:: Data in this exercise

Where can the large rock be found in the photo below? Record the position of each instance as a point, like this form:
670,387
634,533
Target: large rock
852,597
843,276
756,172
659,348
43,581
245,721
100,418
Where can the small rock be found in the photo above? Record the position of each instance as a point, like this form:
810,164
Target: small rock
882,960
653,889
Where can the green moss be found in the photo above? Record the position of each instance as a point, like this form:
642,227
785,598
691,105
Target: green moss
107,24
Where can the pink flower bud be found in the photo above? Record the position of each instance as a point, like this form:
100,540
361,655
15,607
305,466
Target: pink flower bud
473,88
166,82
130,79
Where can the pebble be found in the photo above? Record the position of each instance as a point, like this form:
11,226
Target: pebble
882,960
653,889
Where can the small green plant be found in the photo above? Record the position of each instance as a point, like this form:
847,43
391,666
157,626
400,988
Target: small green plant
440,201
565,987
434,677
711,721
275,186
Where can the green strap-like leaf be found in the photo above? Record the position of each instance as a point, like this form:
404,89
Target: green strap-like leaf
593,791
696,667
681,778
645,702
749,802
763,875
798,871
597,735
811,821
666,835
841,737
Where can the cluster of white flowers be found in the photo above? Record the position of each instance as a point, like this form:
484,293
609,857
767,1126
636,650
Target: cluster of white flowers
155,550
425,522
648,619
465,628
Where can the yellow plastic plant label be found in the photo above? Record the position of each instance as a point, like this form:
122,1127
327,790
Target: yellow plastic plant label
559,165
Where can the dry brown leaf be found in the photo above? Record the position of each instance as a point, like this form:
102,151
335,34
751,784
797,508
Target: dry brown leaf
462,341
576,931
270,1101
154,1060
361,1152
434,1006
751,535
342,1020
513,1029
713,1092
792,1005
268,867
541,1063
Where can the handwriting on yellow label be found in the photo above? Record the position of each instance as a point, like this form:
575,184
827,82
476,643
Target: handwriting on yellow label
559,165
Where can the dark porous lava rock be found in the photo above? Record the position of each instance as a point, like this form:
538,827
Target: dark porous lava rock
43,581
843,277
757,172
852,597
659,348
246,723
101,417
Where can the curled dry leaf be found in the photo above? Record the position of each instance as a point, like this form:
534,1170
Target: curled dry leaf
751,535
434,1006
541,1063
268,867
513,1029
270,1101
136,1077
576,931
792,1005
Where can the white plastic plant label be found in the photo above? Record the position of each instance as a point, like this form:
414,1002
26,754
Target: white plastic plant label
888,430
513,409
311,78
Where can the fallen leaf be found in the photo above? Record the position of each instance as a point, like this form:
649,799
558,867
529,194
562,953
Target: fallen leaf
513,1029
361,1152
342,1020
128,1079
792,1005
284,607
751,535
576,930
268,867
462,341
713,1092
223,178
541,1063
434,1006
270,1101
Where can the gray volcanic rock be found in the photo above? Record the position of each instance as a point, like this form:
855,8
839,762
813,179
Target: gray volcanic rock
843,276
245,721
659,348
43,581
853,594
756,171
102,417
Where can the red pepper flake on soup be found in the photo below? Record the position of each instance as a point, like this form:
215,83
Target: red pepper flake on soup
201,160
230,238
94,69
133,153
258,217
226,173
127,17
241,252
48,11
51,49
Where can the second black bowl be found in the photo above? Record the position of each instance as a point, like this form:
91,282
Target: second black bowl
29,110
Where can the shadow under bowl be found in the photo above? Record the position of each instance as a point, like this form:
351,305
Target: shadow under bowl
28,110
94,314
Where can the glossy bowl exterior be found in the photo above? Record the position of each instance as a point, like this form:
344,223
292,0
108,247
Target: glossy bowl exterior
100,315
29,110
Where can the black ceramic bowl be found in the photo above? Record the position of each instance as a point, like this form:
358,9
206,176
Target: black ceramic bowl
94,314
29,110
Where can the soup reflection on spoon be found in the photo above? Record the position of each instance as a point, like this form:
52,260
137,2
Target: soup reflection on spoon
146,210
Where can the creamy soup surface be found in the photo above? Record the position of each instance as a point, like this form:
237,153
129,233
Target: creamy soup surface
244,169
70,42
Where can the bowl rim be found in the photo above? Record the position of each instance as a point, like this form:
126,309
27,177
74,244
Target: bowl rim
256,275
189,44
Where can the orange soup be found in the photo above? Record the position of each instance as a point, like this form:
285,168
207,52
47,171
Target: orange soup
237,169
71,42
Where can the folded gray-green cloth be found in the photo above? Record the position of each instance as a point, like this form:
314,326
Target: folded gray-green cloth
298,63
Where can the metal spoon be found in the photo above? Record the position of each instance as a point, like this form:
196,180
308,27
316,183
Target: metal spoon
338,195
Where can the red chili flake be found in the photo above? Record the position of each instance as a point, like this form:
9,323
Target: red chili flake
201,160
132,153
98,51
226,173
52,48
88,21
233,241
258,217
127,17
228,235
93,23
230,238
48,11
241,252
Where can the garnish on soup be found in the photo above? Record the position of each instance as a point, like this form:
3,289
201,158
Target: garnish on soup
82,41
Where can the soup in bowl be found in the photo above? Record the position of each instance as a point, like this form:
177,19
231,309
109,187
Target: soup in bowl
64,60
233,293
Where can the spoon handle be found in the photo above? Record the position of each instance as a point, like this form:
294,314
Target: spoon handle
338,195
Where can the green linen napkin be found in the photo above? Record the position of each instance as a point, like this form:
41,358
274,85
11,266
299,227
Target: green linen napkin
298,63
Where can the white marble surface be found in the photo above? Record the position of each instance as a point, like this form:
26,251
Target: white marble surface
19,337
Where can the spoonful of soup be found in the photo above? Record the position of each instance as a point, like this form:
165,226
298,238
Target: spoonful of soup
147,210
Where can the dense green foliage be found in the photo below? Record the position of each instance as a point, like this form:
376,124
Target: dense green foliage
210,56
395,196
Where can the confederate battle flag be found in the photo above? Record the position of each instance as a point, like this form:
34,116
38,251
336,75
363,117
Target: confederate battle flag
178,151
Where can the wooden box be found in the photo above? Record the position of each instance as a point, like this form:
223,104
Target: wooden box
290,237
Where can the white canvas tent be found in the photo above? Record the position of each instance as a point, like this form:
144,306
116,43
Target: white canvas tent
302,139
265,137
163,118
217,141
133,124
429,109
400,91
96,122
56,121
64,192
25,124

::::

Begin at the line of the listing that has "Where can the spoon handle" and stop after the last line of the listing. Reproduce only those lines, swapping "wooden box" for "wooden crate" and leaving everything else unchanged.

Where can the spoon handle be found in the photo above? Record the position of each instance as a point, like this form:
294,314
Target: spoon handle
338,195
Where can the green linen napkin be found in the photo above? Record the position of each instance as a point, like this form:
41,358
274,85
11,266
299,227
Target: green linen napkin
298,63
Where can the white marble surface be found in the photo above? Record the position of each instance as a point, like this form:
26,251
Target: white marble surface
19,337
Where can the spoonful of soup be found in the photo above? Record the position of each instance as a point, like this form:
165,226
298,238
Target: spoonful of soup
147,210
Where can the dense green foliage be found in the photo below? Record the position of each instance as a point, like this form:
376,124
Target: dense green foliage
210,56
395,196
Where can the confederate battle flag be found in the photo above? Record the position of each instance as a point, like this form:
34,116
38,251
336,75
363,117
Target: confederate battle flag
178,151
Where can the wooden crate be found in the photo above? Record the position of each instance as a point, like this form:
223,104
Target: wooden crate
290,237
Where can the white canvas tent be found in the photo above? Record the position of each instance as a point, like this form:
144,306
116,43
Target: white canvas tent
302,139
265,137
163,118
217,141
133,124
429,109
400,91
96,122
56,121
64,192
25,124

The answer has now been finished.